**Source document**.
______________________________
Published: September 15, 2010
FOR middle- and upper-income retirees who had the money, it was almost a no-brainer in recent years to choose living in a continuing-care retirement community. They could move, as the need arose, from independent living to assisted care to skilled nursing care — all without leaving the community.
Well-off older people like Charles W. Prine Jr. of Pittsburgh, a former home building executive, plunked down six-figure entrance fees for a spot in a spacious, well-kept colony with amenities like organized outings, prepared meals and musical performances.
"We thought it would be a great place to be," said Mr. Prine, 84, who, along with his wife, Elizabeth, moved into an independent living unit in nearby Mount Lebanon, in southwest Pennsylvania, in 2002. "It was a kind of insurance so you could be taken care of, at the same price, when you or your spouse needed more care eventually."
The community, then called the Covenant at South Hills, was one of about 1,900 aging-in-place operations — many with waiting lists — that sprouted around the country, especially in California, Florida, the Midwest and the mid-Atlantic states, and provided homes for 900,000 people.
Few of the communities — about 80 percent of which are operated by nonprofit organizations — have closed or gone bankrupt. But concerns are rising about their financial stability, entrance fees and how the fees are used, and reduced services. Governmental inquiries at several levels have voiced concerns and called on the communities' operators to disclose more information about their finances to residents and prospective customers.
Choosing to enter a continuing-care retirement community "can be a difficult decision and is not without significant financial and other risks," said the Government Accountability Office, the investigative arm of Congress, in a report released in July.
______________________________
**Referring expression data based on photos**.
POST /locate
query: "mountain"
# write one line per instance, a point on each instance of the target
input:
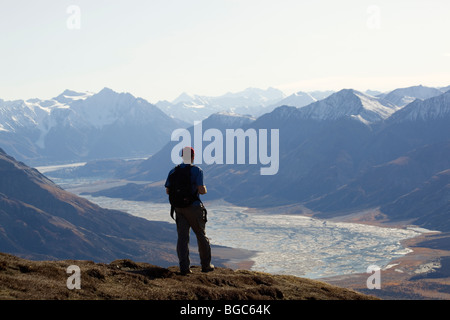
(124, 279)
(350, 103)
(298, 99)
(83, 126)
(251, 101)
(404, 96)
(434, 108)
(347, 152)
(39, 220)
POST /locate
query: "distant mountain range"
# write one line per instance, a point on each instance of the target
(39, 220)
(77, 126)
(83, 126)
(347, 152)
(339, 152)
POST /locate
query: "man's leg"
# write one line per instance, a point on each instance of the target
(198, 225)
(183, 229)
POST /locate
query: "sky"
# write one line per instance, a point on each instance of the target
(158, 49)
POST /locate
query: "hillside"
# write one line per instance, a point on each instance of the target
(128, 280)
(40, 220)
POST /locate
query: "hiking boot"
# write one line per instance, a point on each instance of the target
(208, 269)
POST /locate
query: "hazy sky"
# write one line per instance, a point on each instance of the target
(159, 49)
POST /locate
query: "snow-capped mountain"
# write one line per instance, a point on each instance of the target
(429, 109)
(349, 103)
(77, 126)
(251, 101)
(298, 99)
(404, 96)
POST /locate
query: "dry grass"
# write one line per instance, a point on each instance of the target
(127, 280)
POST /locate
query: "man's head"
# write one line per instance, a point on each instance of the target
(187, 153)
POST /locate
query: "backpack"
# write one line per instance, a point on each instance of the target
(180, 190)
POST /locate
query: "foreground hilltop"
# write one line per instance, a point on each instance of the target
(127, 280)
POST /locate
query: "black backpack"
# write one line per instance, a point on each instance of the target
(180, 187)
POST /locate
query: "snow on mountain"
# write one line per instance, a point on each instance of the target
(298, 99)
(349, 103)
(78, 125)
(445, 89)
(404, 96)
(433, 108)
(196, 108)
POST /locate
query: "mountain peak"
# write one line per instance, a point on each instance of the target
(183, 97)
(432, 108)
(404, 96)
(350, 103)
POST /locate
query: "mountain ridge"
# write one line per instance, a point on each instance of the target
(124, 279)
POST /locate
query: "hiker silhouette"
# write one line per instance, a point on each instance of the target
(184, 185)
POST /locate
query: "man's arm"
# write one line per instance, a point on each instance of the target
(202, 189)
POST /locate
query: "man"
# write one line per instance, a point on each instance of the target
(193, 216)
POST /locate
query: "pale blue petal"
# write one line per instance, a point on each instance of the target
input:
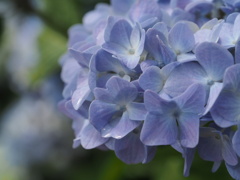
(100, 114)
(237, 52)
(215, 90)
(122, 90)
(214, 59)
(192, 100)
(181, 38)
(183, 76)
(228, 153)
(130, 149)
(159, 130)
(236, 28)
(120, 127)
(91, 138)
(152, 79)
(189, 129)
(136, 111)
(236, 141)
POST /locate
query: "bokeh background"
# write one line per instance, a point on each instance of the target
(35, 138)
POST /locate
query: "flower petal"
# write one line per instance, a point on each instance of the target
(159, 130)
(214, 59)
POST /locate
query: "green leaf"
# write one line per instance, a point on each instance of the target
(52, 46)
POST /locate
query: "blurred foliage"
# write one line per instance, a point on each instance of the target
(51, 46)
(58, 16)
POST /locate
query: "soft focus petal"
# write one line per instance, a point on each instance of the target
(189, 129)
(152, 79)
(214, 59)
(136, 111)
(91, 138)
(183, 76)
(130, 149)
(181, 38)
(159, 130)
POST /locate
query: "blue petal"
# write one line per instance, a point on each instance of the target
(214, 59)
(152, 79)
(192, 100)
(156, 104)
(122, 90)
(215, 90)
(189, 129)
(156, 45)
(100, 114)
(236, 141)
(91, 138)
(81, 93)
(181, 38)
(118, 31)
(130, 149)
(121, 7)
(231, 78)
(210, 147)
(189, 154)
(234, 171)
(228, 153)
(225, 111)
(236, 27)
(136, 111)
(159, 130)
(237, 52)
(119, 127)
(183, 76)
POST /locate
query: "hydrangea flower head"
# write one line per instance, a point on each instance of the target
(143, 73)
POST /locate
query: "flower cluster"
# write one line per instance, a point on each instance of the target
(145, 73)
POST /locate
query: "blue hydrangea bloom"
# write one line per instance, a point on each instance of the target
(139, 74)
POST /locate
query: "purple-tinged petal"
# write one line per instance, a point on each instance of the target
(143, 10)
(228, 153)
(234, 171)
(156, 104)
(118, 128)
(237, 52)
(161, 27)
(236, 141)
(183, 76)
(236, 28)
(216, 166)
(136, 111)
(121, 89)
(159, 130)
(149, 154)
(101, 113)
(130, 149)
(192, 100)
(81, 93)
(103, 95)
(189, 129)
(152, 79)
(215, 90)
(156, 45)
(91, 138)
(181, 38)
(210, 145)
(189, 154)
(200, 8)
(120, 33)
(214, 59)
(121, 7)
(231, 78)
(225, 111)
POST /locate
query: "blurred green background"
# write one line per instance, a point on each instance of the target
(35, 138)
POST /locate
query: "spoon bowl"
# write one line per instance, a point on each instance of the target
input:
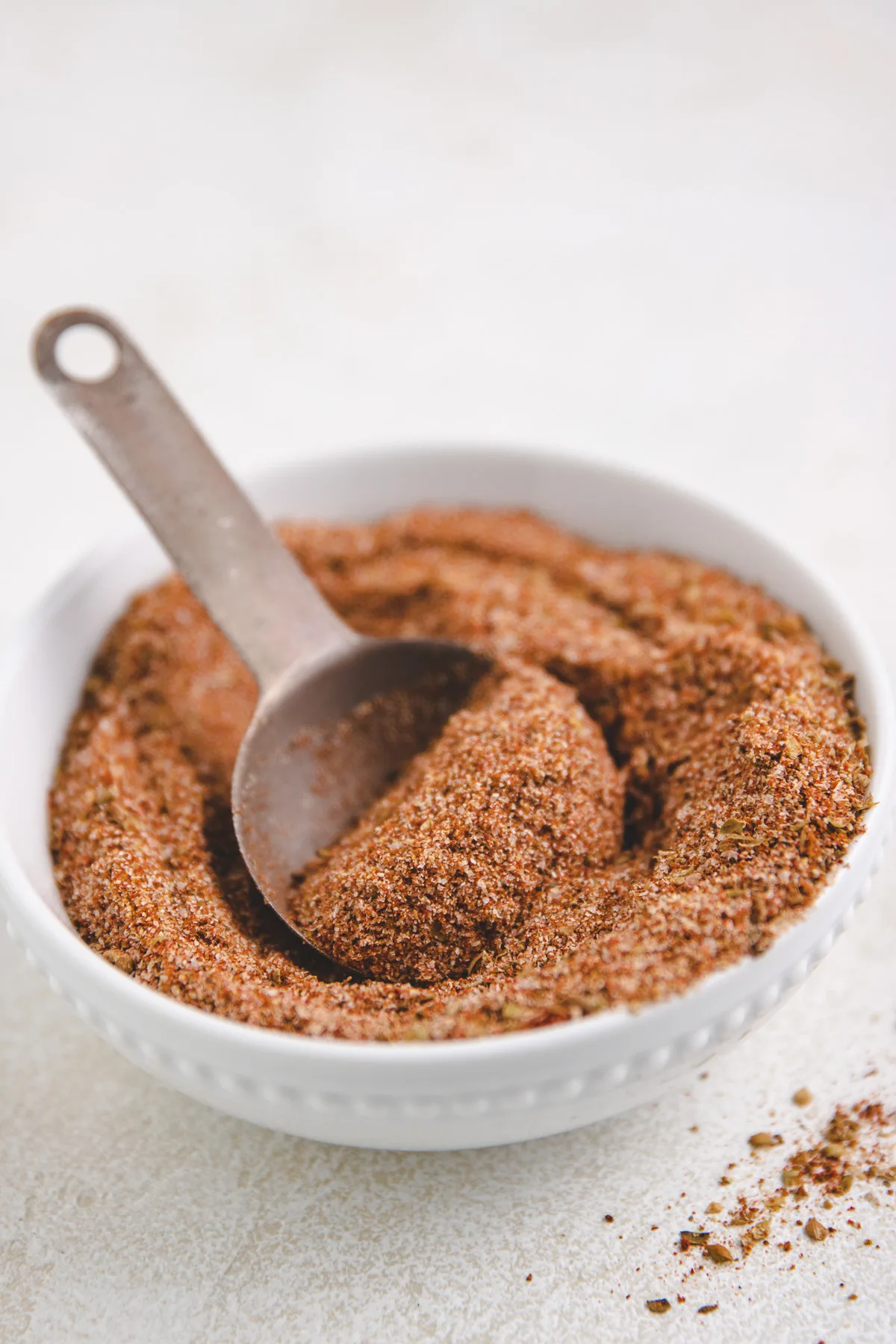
(326, 741)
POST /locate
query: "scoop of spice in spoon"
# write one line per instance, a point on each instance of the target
(339, 715)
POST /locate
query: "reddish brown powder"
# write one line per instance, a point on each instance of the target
(491, 831)
(735, 754)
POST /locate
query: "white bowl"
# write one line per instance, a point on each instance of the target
(415, 1095)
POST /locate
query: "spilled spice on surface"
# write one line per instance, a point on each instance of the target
(857, 1145)
(692, 757)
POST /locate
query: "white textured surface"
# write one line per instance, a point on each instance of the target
(657, 231)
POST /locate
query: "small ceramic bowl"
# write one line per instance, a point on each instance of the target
(417, 1095)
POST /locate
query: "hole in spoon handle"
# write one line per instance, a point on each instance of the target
(250, 584)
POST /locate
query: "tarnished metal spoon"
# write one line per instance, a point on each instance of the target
(302, 773)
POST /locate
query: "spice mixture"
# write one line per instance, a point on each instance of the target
(662, 771)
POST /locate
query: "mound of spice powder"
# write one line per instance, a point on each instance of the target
(662, 771)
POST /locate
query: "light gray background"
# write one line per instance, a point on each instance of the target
(662, 233)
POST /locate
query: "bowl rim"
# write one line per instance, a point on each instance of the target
(414, 1054)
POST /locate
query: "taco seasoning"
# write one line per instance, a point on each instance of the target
(660, 772)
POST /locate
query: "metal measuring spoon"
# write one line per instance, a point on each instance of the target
(312, 759)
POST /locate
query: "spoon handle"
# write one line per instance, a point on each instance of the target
(249, 584)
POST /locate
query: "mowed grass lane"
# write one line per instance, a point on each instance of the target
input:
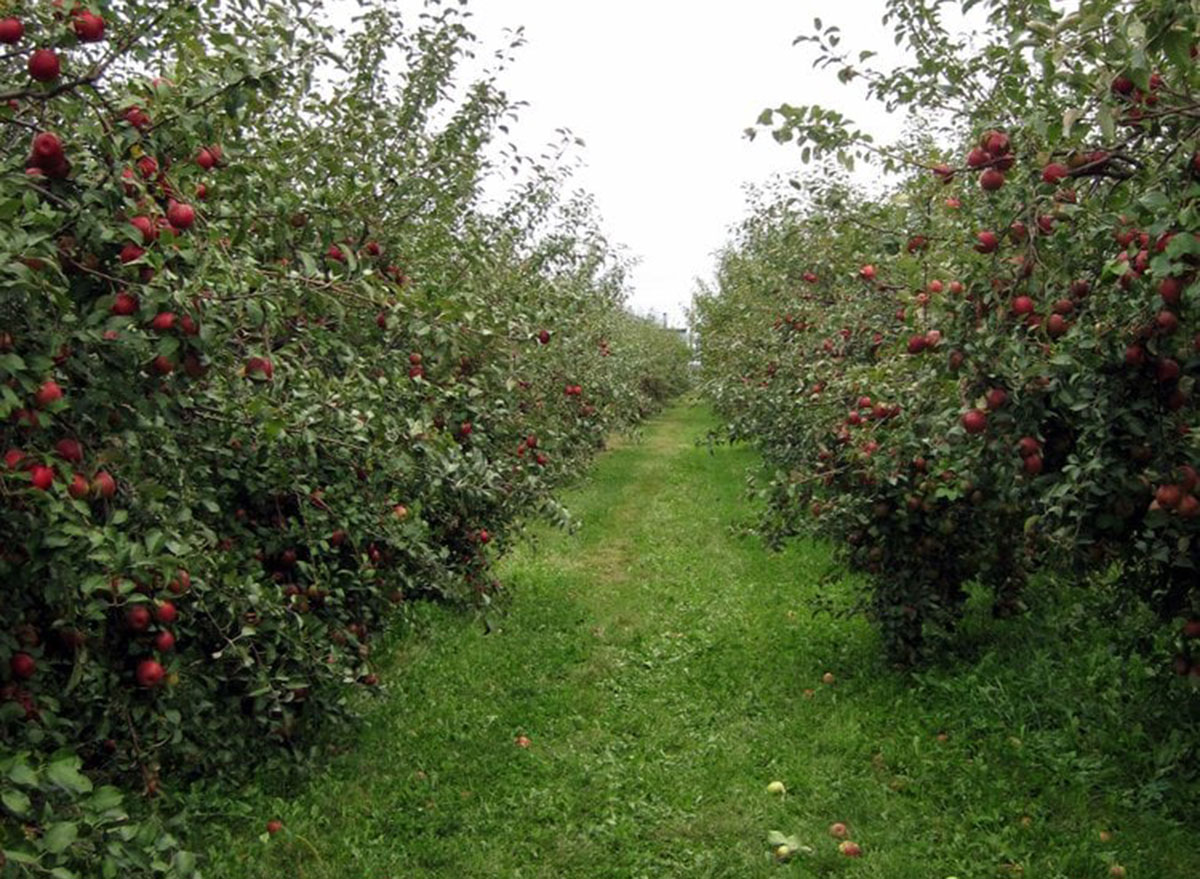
(664, 668)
______________________________
**Task set**.
(A) From the article on continuing-care retirement communities, reproduce word for word the part that opens with the words containing "Few of the communities" and closes with "and prospective customers.".
(B) Summarize the article on continuing-care retirement communities in two sentences.
(C) Extend the article on continuing-care retirement communities, picking up right after its final sentence.

**Your responses**.
(A)
Few of the communities — about 80 percent of which are operated by nonprofit organizations — have closed or gone bankrupt. But concerns are rising about their financial stability, entrance fees and how the fees are used, and reduced services. Governmental inquiries at several levels have voiced concerns and called on the communities' operators to disclose more information about their finances to residents and prospective customers.

(B) Continuing-care retirement communities, which let residents move from independent living to assisted care to skilled nursing without leaving, drew well-off retirees such as Charles W. Prine Jr., who paid six-figure entrance fees. Although few of the roughly 1,900 communities have closed or gone bankrupt, concerns are rising about their finances, fees and reduced services, and the Government Accountability Office warned in July that choosing one carries significant financial and other risks.

(C)
Buyers should consult a lawyer before committing their savings to a promise of lifetime health care, said the G.A.O., which examined industry practices at the request of the Senate Special Committee on Aging. The committee produced a separate study of five communities.
Larry Minnix, president of the American Association of Homes and Services for the Aging, an industry group, said his group supported the G.A.O.'s recommendations because "putting up an entry fee is a risk, perhaps a little risk, but it is a risk."
According to the studies, the financial risk is that the operators could use the entrance fees, which this year averaged about $250,000, to cover operating costs or to pay debts from construction. The entrance fee is generally refundable to residents who move out or to their heirs.
Only 875, or fewer than half, of all such communities require entrance fees, said Robert G. Kramer, president of the National Investment Center for Services, Housing and Care, which provides financial data on housing for older residents.
In addition to the entrance fee, most residents pay a monthly bill of $2,000 or more that goes to pay for services and maintenance. Because the labor-intensive care for residents in poor health often costs more than the monthly fee, the money from new, healthier residents is sometimes used to help pay for the care of the less healthy.
But the flow of new customers has been endangered by the housing downturn, which has made it difficult for the elderly to sell homes or, at least, to sell them for the price they had anticipated. The communities are "particularly vulnerable during economic downturns, as stagnant real estate markets drive down occupancy levels in independent living units," the G.A.O. report found.
The communities' financial models have also come under scrutiny as some heirs and former residents have begun to ask legislators to look into lengthy delays in recouping entrance fees.
Recently, questions have also been raised over whether entrance fees are taxable. One operator, the Classic Residence by Hyatt, now renamed Vi, tangled with the Internal Revenue Service over whether entrance fees were prepaid rent, which is taxable income. Tax officials decided that in Hyatt's case, the refundable portion was a loan and not taxable. But the I.R.S. cautioned that in other situations such fees might be counted as income.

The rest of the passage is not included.